◆ **EXTRACT PROVIDED**

== == ==

According to FinCEN, “U.S. government reports have consistently identified the ability to operate through legal entities without ready identification of their beneficial owners as a key illicit finance risk for the U.S. financial system.” Earlier this year, Congress enacted the Corporate Transparency Act (CTA) to close this gap. The CTA requires every U.S. corporation, limited liability company or similar entity to identify its beneficial owners to FinCEN. FinCEN would make use this information as part of the government’s strategy to deter, detect, and prosecute financial crimes such as money laundering.
Under the statute, every state-licensed insurance company is exempt from reporting under the CTA – meaning insurers have no federal obligation to reveal their beneficial owners to FinCEN. For the 6000 traditional insurance companies in the U.S., this exemption makes sense because state insurance regulators carefully scrutinize insurance company ownership and make significant information available to other regulators and the public.

== == ==

◆ **RECORD EXCERPTS**
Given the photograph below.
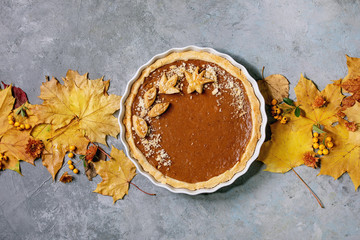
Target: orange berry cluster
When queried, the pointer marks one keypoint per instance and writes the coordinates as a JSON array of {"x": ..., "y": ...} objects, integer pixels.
[
  {"x": 70, "y": 163},
  {"x": 18, "y": 125},
  {"x": 276, "y": 112},
  {"x": 322, "y": 147}
]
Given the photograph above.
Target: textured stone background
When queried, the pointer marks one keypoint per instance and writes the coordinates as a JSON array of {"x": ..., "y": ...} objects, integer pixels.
[{"x": 39, "y": 38}]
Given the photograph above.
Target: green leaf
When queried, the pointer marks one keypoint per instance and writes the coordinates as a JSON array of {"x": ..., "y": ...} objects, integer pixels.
[
  {"x": 289, "y": 102},
  {"x": 317, "y": 129},
  {"x": 288, "y": 110}
]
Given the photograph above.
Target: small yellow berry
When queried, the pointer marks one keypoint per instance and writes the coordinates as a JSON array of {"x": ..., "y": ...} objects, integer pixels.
[
  {"x": 329, "y": 144},
  {"x": 325, "y": 152}
]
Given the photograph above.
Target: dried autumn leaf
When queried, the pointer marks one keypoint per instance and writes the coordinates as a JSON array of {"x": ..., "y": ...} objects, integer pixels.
[
  {"x": 90, "y": 153},
  {"x": 168, "y": 86},
  {"x": 319, "y": 102},
  {"x": 140, "y": 126},
  {"x": 294, "y": 138},
  {"x": 310, "y": 160},
  {"x": 348, "y": 102},
  {"x": 344, "y": 157},
  {"x": 81, "y": 107},
  {"x": 19, "y": 95},
  {"x": 149, "y": 97},
  {"x": 116, "y": 175},
  {"x": 66, "y": 178},
  {"x": 80, "y": 104},
  {"x": 275, "y": 86},
  {"x": 354, "y": 116},
  {"x": 158, "y": 109},
  {"x": 351, "y": 82},
  {"x": 12, "y": 141}
]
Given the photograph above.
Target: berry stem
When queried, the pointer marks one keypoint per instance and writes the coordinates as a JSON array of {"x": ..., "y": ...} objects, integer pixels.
[
  {"x": 317, "y": 199},
  {"x": 151, "y": 194}
]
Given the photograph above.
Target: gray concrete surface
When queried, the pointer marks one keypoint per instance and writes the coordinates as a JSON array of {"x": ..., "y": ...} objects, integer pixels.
[{"x": 39, "y": 38}]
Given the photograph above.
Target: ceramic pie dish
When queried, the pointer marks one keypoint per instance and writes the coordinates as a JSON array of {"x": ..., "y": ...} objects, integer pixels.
[{"x": 192, "y": 120}]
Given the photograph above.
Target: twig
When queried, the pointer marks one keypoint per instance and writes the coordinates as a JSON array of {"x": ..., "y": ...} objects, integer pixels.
[
  {"x": 320, "y": 203},
  {"x": 102, "y": 150},
  {"x": 151, "y": 194}
]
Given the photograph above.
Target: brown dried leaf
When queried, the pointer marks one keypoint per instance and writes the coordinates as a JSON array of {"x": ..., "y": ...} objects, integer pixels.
[
  {"x": 66, "y": 178},
  {"x": 90, "y": 153},
  {"x": 168, "y": 86},
  {"x": 348, "y": 102},
  {"x": 149, "y": 97},
  {"x": 310, "y": 160},
  {"x": 351, "y": 126},
  {"x": 275, "y": 86},
  {"x": 319, "y": 102},
  {"x": 90, "y": 171},
  {"x": 158, "y": 109},
  {"x": 196, "y": 80}
]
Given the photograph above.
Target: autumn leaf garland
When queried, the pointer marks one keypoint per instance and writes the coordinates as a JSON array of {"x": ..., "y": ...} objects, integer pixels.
[{"x": 328, "y": 110}]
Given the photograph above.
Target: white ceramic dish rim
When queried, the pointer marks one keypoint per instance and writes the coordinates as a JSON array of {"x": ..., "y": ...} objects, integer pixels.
[{"x": 258, "y": 145}]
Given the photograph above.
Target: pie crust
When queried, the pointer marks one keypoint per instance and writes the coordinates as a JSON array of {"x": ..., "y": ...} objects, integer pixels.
[{"x": 256, "y": 120}]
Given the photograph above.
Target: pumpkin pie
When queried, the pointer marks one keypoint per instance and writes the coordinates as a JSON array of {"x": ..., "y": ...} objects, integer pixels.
[{"x": 192, "y": 120}]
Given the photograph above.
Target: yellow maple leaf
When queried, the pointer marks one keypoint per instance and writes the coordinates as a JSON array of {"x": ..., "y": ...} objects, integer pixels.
[
  {"x": 71, "y": 114},
  {"x": 57, "y": 143},
  {"x": 116, "y": 175},
  {"x": 290, "y": 142},
  {"x": 274, "y": 86},
  {"x": 80, "y": 104},
  {"x": 353, "y": 68},
  {"x": 353, "y": 115},
  {"x": 344, "y": 157},
  {"x": 12, "y": 141}
]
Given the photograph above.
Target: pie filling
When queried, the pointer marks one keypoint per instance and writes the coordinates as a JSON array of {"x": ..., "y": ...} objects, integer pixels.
[{"x": 196, "y": 136}]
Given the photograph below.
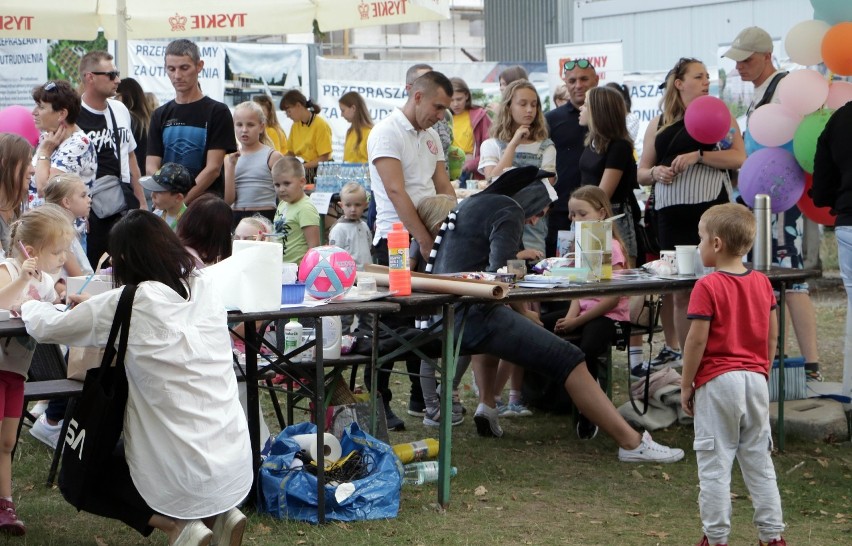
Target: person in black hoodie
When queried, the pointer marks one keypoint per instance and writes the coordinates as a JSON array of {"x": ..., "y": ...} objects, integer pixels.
[
  {"x": 833, "y": 188},
  {"x": 481, "y": 235}
]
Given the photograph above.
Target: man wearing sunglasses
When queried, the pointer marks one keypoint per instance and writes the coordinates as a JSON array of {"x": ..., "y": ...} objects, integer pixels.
[
  {"x": 567, "y": 135},
  {"x": 107, "y": 123}
]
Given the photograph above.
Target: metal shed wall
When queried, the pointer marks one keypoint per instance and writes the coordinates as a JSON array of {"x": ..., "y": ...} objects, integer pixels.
[
  {"x": 655, "y": 33},
  {"x": 517, "y": 30}
]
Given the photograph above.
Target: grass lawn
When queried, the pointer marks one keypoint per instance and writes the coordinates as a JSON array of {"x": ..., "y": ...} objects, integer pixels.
[{"x": 537, "y": 485}]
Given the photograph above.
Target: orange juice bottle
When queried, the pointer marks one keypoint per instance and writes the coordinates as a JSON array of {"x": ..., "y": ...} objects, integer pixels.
[{"x": 399, "y": 274}]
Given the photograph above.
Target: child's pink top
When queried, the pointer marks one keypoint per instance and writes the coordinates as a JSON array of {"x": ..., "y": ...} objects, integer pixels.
[{"x": 622, "y": 310}]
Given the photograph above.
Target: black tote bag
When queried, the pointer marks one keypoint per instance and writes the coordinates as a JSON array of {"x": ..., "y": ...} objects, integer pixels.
[{"x": 96, "y": 424}]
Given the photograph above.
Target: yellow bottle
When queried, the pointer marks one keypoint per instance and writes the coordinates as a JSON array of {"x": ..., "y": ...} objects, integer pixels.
[{"x": 417, "y": 451}]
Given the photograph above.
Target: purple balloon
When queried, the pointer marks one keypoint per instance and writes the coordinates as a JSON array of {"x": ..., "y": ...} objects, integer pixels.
[
  {"x": 19, "y": 120},
  {"x": 775, "y": 172}
]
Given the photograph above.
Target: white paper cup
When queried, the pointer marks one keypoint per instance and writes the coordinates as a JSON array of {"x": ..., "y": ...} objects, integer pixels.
[
  {"x": 564, "y": 242},
  {"x": 367, "y": 285},
  {"x": 669, "y": 256},
  {"x": 685, "y": 259},
  {"x": 289, "y": 273},
  {"x": 593, "y": 260}
]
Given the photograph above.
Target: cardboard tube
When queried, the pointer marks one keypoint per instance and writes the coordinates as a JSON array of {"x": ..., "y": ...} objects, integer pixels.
[{"x": 442, "y": 284}]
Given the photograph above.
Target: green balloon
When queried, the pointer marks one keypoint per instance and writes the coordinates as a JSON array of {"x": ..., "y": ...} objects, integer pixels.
[{"x": 804, "y": 142}]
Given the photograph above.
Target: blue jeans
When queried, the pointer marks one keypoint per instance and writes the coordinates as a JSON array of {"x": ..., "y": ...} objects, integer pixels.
[
  {"x": 497, "y": 330},
  {"x": 844, "y": 256}
]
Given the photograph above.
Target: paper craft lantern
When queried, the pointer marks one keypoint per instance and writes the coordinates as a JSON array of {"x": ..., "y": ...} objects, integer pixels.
[{"x": 327, "y": 271}]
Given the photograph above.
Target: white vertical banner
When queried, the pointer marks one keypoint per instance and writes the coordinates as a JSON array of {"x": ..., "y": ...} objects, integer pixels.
[
  {"x": 606, "y": 57},
  {"x": 23, "y": 65},
  {"x": 381, "y": 99},
  {"x": 147, "y": 62}
]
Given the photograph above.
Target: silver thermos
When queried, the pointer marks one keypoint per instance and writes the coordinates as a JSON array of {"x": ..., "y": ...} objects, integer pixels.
[{"x": 763, "y": 240}]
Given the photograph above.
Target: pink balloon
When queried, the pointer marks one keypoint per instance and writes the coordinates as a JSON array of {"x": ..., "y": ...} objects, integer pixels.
[
  {"x": 839, "y": 93},
  {"x": 803, "y": 91},
  {"x": 707, "y": 119},
  {"x": 773, "y": 124},
  {"x": 19, "y": 120}
]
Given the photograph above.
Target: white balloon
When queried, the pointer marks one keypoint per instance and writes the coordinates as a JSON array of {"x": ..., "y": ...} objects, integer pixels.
[
  {"x": 803, "y": 91},
  {"x": 803, "y": 42}
]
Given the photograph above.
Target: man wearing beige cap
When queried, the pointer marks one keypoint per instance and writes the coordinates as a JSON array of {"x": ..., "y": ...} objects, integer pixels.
[{"x": 752, "y": 50}]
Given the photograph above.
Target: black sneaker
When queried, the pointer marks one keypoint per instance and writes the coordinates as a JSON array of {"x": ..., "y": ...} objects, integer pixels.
[
  {"x": 586, "y": 430},
  {"x": 417, "y": 408},
  {"x": 394, "y": 422},
  {"x": 667, "y": 357}
]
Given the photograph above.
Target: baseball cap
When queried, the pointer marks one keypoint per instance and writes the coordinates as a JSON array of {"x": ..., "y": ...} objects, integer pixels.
[
  {"x": 750, "y": 40},
  {"x": 170, "y": 177}
]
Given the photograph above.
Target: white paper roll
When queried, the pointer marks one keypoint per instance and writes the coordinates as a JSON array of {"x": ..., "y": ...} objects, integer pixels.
[
  {"x": 250, "y": 280},
  {"x": 308, "y": 442}
]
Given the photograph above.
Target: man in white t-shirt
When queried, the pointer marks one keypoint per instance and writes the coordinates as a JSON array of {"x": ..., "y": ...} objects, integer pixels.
[
  {"x": 752, "y": 50},
  {"x": 407, "y": 162},
  {"x": 107, "y": 121}
]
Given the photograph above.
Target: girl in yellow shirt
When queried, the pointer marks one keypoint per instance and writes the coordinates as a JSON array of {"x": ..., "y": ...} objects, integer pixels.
[
  {"x": 273, "y": 128},
  {"x": 310, "y": 136},
  {"x": 354, "y": 110}
]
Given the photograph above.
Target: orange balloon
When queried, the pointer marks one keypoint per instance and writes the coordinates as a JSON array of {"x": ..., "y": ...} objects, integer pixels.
[{"x": 837, "y": 49}]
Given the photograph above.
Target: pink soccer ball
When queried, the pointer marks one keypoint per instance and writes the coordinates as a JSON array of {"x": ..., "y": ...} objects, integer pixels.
[{"x": 327, "y": 271}]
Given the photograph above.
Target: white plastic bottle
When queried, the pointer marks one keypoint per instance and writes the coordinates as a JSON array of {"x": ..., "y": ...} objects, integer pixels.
[
  {"x": 331, "y": 334},
  {"x": 292, "y": 335}
]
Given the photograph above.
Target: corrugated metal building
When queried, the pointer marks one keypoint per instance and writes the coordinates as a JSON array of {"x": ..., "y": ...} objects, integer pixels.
[{"x": 655, "y": 33}]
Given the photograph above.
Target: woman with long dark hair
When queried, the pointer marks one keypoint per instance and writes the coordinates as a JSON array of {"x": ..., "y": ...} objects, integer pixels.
[
  {"x": 131, "y": 94},
  {"x": 185, "y": 461},
  {"x": 354, "y": 110},
  {"x": 688, "y": 178}
]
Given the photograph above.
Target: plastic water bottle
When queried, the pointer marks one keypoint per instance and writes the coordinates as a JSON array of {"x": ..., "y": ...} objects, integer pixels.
[
  {"x": 292, "y": 335},
  {"x": 399, "y": 274},
  {"x": 416, "y": 451},
  {"x": 423, "y": 472},
  {"x": 331, "y": 337}
]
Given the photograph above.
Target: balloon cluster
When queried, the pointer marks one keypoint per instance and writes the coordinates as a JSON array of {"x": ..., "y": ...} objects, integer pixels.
[{"x": 782, "y": 138}]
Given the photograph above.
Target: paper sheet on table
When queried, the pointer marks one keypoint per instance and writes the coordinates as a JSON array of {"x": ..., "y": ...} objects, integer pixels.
[
  {"x": 250, "y": 280},
  {"x": 442, "y": 285}
]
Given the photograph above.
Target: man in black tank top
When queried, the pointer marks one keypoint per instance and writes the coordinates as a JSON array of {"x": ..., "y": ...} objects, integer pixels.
[{"x": 752, "y": 51}]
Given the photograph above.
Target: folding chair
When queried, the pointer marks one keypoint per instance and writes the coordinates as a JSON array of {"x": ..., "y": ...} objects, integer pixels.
[{"x": 47, "y": 381}]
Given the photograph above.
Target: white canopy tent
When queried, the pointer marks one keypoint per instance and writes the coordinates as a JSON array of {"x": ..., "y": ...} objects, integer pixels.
[{"x": 141, "y": 19}]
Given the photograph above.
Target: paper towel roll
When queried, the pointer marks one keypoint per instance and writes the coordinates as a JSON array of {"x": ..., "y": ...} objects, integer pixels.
[
  {"x": 250, "y": 280},
  {"x": 308, "y": 442}
]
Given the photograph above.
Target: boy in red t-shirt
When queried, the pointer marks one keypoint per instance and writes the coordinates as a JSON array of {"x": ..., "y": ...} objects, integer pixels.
[{"x": 730, "y": 344}]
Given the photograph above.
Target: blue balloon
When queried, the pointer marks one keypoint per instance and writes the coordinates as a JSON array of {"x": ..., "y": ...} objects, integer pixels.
[
  {"x": 753, "y": 146},
  {"x": 832, "y": 11}
]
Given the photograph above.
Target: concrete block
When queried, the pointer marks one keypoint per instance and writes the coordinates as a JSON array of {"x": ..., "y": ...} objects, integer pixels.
[{"x": 812, "y": 419}]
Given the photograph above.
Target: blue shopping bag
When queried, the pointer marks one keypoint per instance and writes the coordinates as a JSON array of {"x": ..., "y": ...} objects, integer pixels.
[{"x": 287, "y": 493}]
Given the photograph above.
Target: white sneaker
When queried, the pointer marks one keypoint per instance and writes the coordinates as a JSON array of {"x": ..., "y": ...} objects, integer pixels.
[
  {"x": 39, "y": 408},
  {"x": 228, "y": 528},
  {"x": 45, "y": 432},
  {"x": 650, "y": 451}
]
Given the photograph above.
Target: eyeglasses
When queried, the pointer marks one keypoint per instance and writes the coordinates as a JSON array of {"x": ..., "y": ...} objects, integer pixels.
[
  {"x": 579, "y": 63},
  {"x": 112, "y": 74}
]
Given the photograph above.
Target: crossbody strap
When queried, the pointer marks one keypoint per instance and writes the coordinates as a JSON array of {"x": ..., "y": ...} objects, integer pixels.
[
  {"x": 120, "y": 324},
  {"x": 115, "y": 142}
]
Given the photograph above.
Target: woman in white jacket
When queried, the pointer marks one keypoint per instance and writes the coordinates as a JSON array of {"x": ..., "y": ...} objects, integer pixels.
[{"x": 187, "y": 457}]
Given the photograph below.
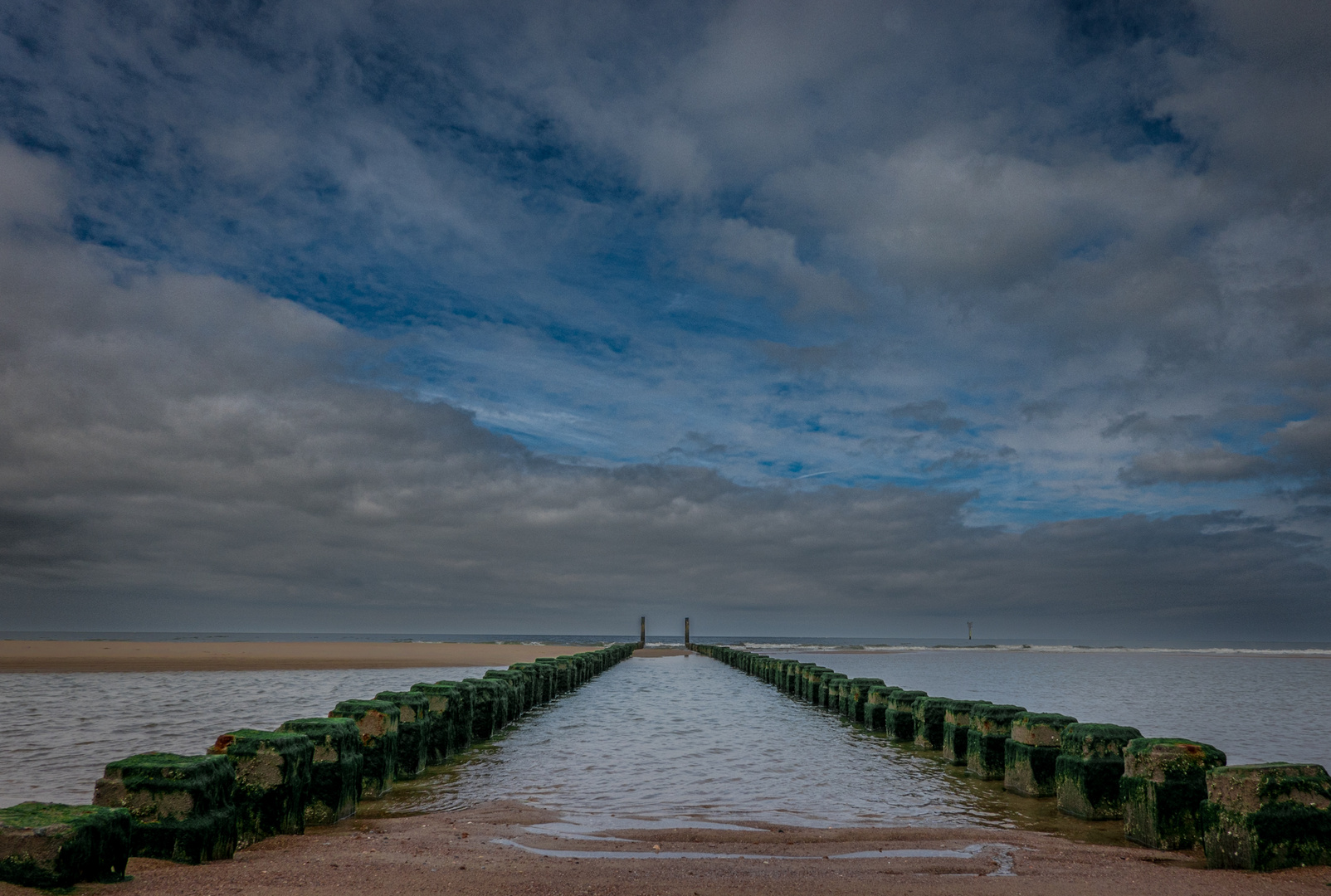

== == ==

◆ **GIVEN INSTRUCTION**
Transcribe the passage on the Corporate Transparency Act word for word, beginning at the words "Under the statute, every" and stopping after "and the public.".

◆ **COMPLETED TASK**
Under the statute, every state-licensed insurance company is exempt from reporting under the CTA – meaning insurers have no federal obligation to reveal their beneficial owners to FinCEN. For the 6000 traditional insurance companies in the U.S., this exemption makes sense because state insurance regulators carefully scrutinize insurance company ownership and make significant information available to other regulators and the public.